• [WORK TO DO] Copy out the listing below, switching each "Speed drill" to "Timed exercise" and keeping everything else the same.

Dataset entries:
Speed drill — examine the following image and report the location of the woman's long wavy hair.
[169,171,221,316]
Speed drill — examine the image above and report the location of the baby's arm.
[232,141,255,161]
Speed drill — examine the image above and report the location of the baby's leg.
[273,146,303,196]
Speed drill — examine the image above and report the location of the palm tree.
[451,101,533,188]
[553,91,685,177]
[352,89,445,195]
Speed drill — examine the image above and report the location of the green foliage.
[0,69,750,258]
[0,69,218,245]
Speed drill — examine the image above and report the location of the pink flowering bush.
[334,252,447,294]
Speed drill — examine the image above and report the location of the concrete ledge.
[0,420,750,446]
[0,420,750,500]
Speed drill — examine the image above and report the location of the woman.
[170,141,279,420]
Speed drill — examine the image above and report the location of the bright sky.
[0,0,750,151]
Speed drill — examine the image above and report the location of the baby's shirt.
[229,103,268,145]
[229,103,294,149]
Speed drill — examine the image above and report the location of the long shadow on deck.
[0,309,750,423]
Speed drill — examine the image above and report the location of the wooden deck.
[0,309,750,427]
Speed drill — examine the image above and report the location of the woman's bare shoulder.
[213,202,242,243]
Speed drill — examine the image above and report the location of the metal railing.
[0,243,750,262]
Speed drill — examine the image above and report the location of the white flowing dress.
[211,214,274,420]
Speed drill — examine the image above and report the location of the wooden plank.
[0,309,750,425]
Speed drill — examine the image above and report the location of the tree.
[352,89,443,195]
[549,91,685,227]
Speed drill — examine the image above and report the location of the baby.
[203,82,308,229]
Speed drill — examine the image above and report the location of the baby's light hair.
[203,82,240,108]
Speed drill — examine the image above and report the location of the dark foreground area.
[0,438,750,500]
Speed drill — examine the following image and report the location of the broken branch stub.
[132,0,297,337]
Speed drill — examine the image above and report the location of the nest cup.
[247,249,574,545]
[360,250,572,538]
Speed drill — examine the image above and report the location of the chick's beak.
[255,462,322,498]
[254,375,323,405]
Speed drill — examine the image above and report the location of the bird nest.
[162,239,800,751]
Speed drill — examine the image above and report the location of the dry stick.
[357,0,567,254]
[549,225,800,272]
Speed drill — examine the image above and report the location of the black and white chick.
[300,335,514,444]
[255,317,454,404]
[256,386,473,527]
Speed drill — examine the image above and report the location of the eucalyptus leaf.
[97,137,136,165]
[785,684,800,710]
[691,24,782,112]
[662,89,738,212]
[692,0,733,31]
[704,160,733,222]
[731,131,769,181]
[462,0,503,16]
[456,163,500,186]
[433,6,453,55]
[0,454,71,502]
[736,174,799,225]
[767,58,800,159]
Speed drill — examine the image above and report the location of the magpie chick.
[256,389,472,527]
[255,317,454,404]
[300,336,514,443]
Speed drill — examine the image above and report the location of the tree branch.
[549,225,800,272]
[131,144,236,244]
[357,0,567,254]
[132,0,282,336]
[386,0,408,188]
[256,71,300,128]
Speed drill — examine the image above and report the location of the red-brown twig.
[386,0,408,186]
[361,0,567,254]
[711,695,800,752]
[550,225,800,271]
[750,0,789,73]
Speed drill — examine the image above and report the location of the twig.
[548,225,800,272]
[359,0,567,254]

• [WRITTEN RESPONSE]
Timed exercise — examine the following image and report the location of the woman's long wavy hair.
[169,171,221,316]
Timed exercise — examine the image above and report the location of the baby's arm.
[232,141,255,161]
Timed exercise — examine the image above and report the location of the baby's leg.
[273,146,303,196]
Timed exercise — examine the image above and report the location of the palm tree.
[451,101,533,188]
[553,91,685,177]
[352,89,445,195]
Timed exercise — examine the image above and report the location of the green foliage.
[0,69,750,258]
[0,69,218,245]
Timed exercise — examine the image above and report the location of the pink flowering bush.
[334,252,447,294]
Timed exercise — examine the image above and report the location of the concrete ledge.
[0,420,750,446]
[0,420,750,500]
Timed exercise — examine the image above and report the location of the woman.
[170,141,279,420]
Timed exercise — examine the image above and report the location of the bright sky.
[0,0,750,151]
Timed exercise — examine the image above and report the location of the baby's shirt.
[229,103,268,145]
[229,103,294,149]
Timed exercise — examine the image above and report the location of the long shadow on deck.
[0,309,750,423]
Timed exercise — examine the image above and report the location of the wooden deck.
[0,309,750,427]
Timed exercise — examine the image above and report the location of the woman's bare shoulder.
[213,202,242,243]
Timed exercise — examine the image above and report the location of the metal railing.
[0,243,750,262]
Timed exercise — examine the image above and report the location of the white flowing dress.
[211,214,274,420]
Timed exercise — examine the image above and report the location of the wooden plank.
[0,309,750,425]
Timed exercise — examine the image above and report the location of the tree.
[352,89,443,195]
[549,91,685,227]
Timed exercise — examine the image above and report the location of the baby.
[203,82,308,229]
Timed exercise — examine the image above and report the location of the baby's light hair.
[203,82,240,108]
Timed exercise — examine the image above and report the location of the dark foreground area.
[0,438,750,500]
Timed exercise — examine the following image and report the location of the broken branch stub.
[132,0,297,337]
Timed exercise — examine the image above and report the location of the nest cup.
[247,249,574,545]
[360,250,572,538]
Timed exercise — examine the image above and report the location of the chick's beak.
[255,462,322,498]
[254,375,323,405]
Timed exercise — examine the image above and report the location of the bird nest.
[162,239,800,751]
Timed exercise — examine the image above and report the location of the dry stick.
[357,0,567,254]
[549,225,800,272]
Timed exercise — examine the image above and report the location of the black and white chick.
[300,335,514,444]
[255,317,454,404]
[256,386,473,527]
Timed exercise — examine the image above and report the location of the eucalyptus leaf.
[97,137,136,165]
[785,684,800,710]
[691,24,782,112]
[662,89,738,212]
[692,0,733,31]
[704,160,733,222]
[731,131,769,181]
[462,0,503,16]
[456,163,500,186]
[433,6,453,55]
[0,454,71,502]
[736,174,799,225]
[767,58,800,159]
Timed exercise — examine the image above and report the location of the magpie chick.
[256,389,472,527]
[255,317,454,404]
[300,336,514,443]
Timed exercise — examine the image above and report the location of the tree branch.
[549,225,800,272]
[131,144,236,244]
[357,0,567,254]
[132,0,282,336]
[386,0,408,188]
[256,71,300,128]
Timed exercise — examine the image above and report the location of the red-brown twig.
[386,0,408,186]
[361,0,567,254]
[711,695,800,752]
[550,225,800,271]
[750,0,789,73]
Timed exercise — examine the image above and report the location of the twig.
[548,225,800,272]
[359,0,567,254]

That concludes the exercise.